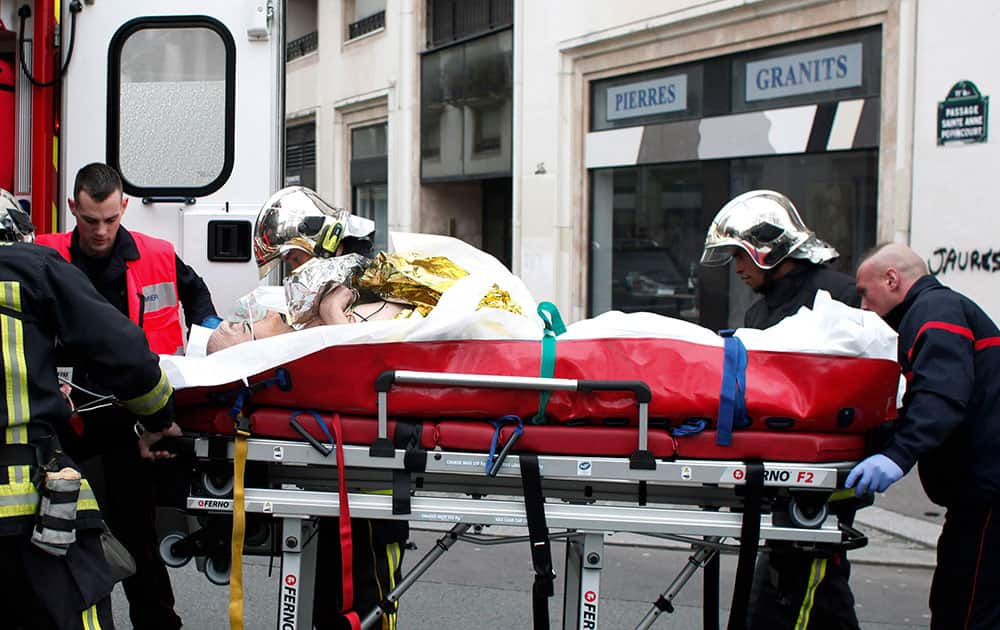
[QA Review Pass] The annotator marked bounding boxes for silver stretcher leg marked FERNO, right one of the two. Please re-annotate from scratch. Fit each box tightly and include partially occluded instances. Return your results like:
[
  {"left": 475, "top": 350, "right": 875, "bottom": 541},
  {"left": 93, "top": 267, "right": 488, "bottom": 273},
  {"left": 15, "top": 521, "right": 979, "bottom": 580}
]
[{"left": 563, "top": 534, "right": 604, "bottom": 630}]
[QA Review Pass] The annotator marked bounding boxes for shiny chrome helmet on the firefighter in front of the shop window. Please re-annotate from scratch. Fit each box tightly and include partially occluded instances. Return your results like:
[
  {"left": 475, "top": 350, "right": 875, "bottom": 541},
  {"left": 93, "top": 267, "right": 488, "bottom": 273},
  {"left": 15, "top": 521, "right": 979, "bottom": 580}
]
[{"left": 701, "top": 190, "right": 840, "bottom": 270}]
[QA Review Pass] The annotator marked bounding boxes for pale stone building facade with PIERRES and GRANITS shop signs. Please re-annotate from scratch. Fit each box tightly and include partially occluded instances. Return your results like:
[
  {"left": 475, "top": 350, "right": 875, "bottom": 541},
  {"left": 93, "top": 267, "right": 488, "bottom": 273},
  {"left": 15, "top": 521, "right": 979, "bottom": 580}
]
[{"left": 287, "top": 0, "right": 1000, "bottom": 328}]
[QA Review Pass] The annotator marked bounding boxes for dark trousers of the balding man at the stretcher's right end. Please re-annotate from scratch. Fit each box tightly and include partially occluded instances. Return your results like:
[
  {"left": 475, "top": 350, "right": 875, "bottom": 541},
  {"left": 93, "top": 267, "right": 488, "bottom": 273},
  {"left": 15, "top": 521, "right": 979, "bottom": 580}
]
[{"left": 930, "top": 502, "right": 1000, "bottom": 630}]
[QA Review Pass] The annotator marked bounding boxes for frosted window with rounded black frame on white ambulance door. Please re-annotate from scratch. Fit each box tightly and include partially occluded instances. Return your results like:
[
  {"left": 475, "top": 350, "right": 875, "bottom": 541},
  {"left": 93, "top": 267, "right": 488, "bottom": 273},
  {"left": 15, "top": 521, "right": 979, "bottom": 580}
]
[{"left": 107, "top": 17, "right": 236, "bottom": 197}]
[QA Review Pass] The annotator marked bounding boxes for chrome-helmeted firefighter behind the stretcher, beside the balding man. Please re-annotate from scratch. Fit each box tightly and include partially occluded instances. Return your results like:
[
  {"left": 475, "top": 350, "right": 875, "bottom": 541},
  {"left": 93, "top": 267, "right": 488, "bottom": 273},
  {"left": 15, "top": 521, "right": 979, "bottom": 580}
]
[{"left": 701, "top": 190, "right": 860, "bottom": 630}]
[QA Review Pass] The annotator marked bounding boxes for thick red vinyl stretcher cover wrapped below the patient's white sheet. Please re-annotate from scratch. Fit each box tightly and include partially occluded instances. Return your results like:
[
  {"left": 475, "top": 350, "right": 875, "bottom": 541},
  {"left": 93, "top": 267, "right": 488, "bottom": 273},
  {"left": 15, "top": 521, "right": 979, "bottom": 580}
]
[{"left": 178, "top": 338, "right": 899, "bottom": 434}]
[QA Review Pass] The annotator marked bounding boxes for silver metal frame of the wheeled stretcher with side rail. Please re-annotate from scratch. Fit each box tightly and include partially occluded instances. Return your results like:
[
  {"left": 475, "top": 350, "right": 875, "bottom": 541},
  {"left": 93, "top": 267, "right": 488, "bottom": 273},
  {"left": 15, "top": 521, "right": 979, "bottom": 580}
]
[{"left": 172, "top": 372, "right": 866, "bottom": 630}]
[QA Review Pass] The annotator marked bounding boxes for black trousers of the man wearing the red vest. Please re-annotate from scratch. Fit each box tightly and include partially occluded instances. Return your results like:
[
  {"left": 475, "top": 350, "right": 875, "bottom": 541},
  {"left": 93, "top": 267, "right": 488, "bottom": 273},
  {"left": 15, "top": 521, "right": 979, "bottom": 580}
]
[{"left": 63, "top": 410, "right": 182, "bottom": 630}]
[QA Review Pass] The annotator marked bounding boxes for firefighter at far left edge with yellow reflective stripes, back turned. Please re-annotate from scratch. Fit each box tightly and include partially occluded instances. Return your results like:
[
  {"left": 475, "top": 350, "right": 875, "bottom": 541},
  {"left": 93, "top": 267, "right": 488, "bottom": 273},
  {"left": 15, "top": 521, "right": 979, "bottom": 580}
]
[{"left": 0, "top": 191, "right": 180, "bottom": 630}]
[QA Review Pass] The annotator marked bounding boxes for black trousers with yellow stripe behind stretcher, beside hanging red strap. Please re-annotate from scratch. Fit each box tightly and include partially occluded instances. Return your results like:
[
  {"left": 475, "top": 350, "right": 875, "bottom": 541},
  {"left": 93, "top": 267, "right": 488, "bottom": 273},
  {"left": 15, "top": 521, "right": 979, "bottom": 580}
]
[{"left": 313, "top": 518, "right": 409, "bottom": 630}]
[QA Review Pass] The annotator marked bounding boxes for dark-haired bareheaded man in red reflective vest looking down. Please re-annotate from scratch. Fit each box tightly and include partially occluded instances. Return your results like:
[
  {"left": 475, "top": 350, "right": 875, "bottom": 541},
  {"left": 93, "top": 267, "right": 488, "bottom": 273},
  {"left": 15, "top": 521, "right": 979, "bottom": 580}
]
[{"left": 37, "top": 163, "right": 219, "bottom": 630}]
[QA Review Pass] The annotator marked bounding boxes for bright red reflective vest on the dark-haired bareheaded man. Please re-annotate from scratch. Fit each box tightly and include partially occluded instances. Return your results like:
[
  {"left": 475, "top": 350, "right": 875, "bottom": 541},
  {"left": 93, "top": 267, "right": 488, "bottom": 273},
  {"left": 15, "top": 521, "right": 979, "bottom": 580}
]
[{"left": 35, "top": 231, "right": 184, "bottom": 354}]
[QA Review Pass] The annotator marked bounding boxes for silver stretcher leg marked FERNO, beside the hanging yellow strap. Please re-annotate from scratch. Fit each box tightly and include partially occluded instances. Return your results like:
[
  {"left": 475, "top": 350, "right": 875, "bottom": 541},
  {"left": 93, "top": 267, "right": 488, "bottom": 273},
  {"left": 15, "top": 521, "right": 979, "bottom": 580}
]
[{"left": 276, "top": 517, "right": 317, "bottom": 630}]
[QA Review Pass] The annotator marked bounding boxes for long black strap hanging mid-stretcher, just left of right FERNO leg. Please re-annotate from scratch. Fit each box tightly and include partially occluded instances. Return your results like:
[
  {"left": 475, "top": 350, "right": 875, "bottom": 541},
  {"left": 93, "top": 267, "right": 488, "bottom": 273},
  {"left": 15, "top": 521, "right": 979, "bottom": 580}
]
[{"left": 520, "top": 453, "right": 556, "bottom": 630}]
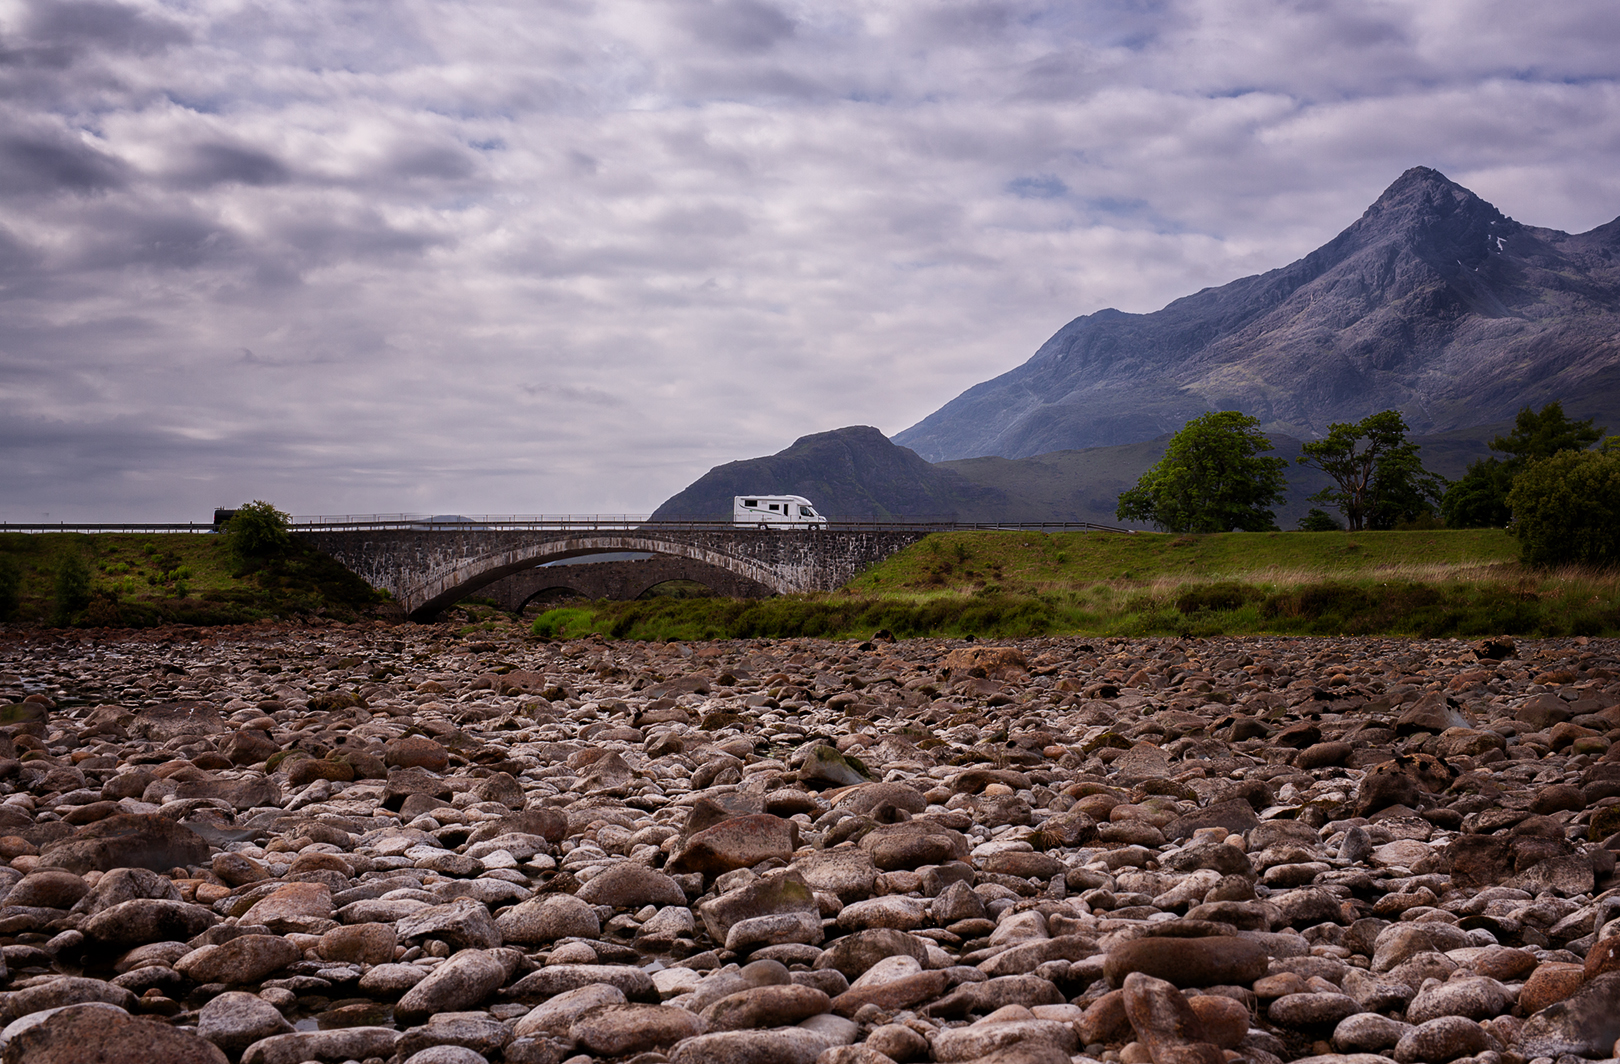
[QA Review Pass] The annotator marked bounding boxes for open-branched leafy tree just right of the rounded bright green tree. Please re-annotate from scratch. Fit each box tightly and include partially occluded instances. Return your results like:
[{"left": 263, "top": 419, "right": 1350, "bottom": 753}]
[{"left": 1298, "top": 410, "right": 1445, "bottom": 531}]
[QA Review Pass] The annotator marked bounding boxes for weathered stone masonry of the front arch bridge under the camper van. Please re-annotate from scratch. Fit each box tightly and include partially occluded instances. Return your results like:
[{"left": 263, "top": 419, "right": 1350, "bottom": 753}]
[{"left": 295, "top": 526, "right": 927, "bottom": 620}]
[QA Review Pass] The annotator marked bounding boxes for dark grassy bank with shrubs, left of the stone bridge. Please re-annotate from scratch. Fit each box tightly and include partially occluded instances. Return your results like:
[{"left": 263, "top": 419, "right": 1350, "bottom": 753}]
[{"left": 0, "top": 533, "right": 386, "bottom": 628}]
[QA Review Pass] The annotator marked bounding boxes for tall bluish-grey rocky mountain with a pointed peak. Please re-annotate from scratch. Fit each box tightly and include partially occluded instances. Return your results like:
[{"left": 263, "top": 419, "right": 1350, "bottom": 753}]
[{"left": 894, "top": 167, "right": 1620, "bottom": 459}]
- - -
## Goal of the exercise:
Search the material above for "trousers". Copy each line that has it.

## The answer:
[QA Review Pass] The annotator marked bounding boxes for dark trousers of the balding man at the stretcher's right end. Please re-annotate from scratch. Fit each box tightly and include partially occluded instances. Return your results like:
[QA Review Pass] The annotator marked bounding boxes for black trousers of the man wearing the red vest. Please re-annotate from scratch. Fit each box tightly and include partially occluded instances. Return your results like:
[QA Review Pass] The annotator marked bounding boxes for black trousers with yellow stripe behind stretcher, beside hanging red strap. Please re-annotate from scratch. Fit each box tightly and include partially occluded instances. Return your results like:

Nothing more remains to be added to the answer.